STUDY QUESTIONS:
**1)** In the peer-review discussion, rewrite the passage from "I'll give you" up to and including "handling their manuscript.", substituting "Gettier cases" for "Frankfurt examples".
**2)** Carry on the peer-review discussion, picking up after its last sentence.

TEXT PROVIDED:
┏━━

We are allowed as reviewers to "judge the arguments on their merits", right (that's supposed to be our job, no)? But, if we think an entire form of argument is terrible--and we think it has been shown terrible in the literature--why exactly shouldn't we be able to judge its merit in that respect? You suggest no real good would come of it, and that one should simply continue to argue for one's favored approach in one's own work. But suppose, to follow up on a previous issue (research and citation practices), a large body of literature hardly ever engages with the critique in question (this isn't the case on the example of intuition-mongering, but I can think of cases where this seems to me to have occurred). In that case, some good might come of rejections based on reviewers taking a certain methodology to task. Such rejections--if they started to be more common thanks to more reviewers rejecting the methodology--might lead to the members of the relevant literature to finally address the critique(s) in question, rather than continuing to ignore them. Which would be a good thing, no?

Anonymous

I think the answer to this depends on the answer to a couple more questions. Does the paper do anything substantially new or novel with this methodology? If so is the problem it addresses one that someone who does not subscribe to X, would recognize as a real problem? If the answer to those questions is "Yes," then I would be inclined to note my objections to the method and then put them aside as in 3. But if the paper makes a technical point that's only really important if you already buy this method in the first place, then I'd go for 4 and feel no guilt about doing so.
I'll give you an example of what I have in mind. If say I was given a paper that somehow used Frankfurt examples to establish a new and radical point about distributive justice, then I'd probably opt for 3 in reviewing it even though I think that Frankfurt examples are blatantly question begging. On the other hand, if it simply addressed an objection to Frankfurt examples (or worse an objection to an objection to an objection) then I'd opt for 4 and feel fine about doing it.

Brad

Marcus,
I think you should be discussing this issue with the editor of the journal who invited you to review the paper. The editor, author, and journal are entitled to confidentiality while you are handling their manuscript.

┗━━

DATASET CONTENT:
┏━━

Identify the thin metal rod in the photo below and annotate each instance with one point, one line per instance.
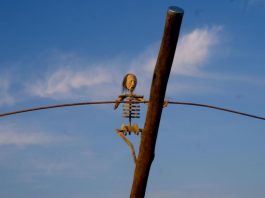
(146, 101)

┗━━

RESPONSES:
**1)**
I'll give you an example of what I have in mind. If say I was given a paper that somehow used Gettier cases to establish a new and radical point about distributive justice, then I'd probably opt for 3 in reviewing it even though I think that Gettier cases are blatantly question begging. On the other hand, if it simply addressed an objection to Gettier cases (or worse an objection to an objection to an objection) then I'd opt for 4 and feel fine about doing it.

Brad

Marcus,
I think you should be discussing this issue with the editor of the journal who invited you to review the paper. The editor, author, and journal are entitled to confidentiality while you are handling their manuscript.

**2)**
Most of your readers would be distressed to see you discussing THEIR own manuscript, which they sent to a journal, on this blog.

Marcus Arvan

Brad: I appreciate the concern, but the topic of this post is hypothetical, the questions it raises are general, and it does not discuss any paper/journal in any identifiable way.

Joe

I'm with Marcus. I am actually very confused about why anything other than (4) is the correct option, given the way the question is posed. How often are we forced to revise and re-revise our papers because we haven't cited and dealt with some relevant literature? All the time. Why does it matter that the relevant literature concerns our methodology, and not the move from P3* to C2?

I would also suggest that Richard Chappell is using language that makes this proposal seem less reasonable than it is. Traditions aren't methodologies: there is the discussion/evaluation of Kant, and then there is the method of deploying transcendental argument. If the method is flawed, it will infect anyone's transcendental argument, no matter what the topic. That's a huge problem, and since that method has been subject to many criticisms in the literature, at least a paragraph on those criticisms seems perfectly warranted (very odd for Chappell to call this "idiosyncratic", since that is by definition untrue of this situation).

He also assumes that (4) involves rejecting the paper... but clearly, a good reviewer can recognize that the paper would be outstanding were its methodology any good, and ask for a revision that defends the method. I don't see how this is any different from the usual gymnastic contortions we require of published authors.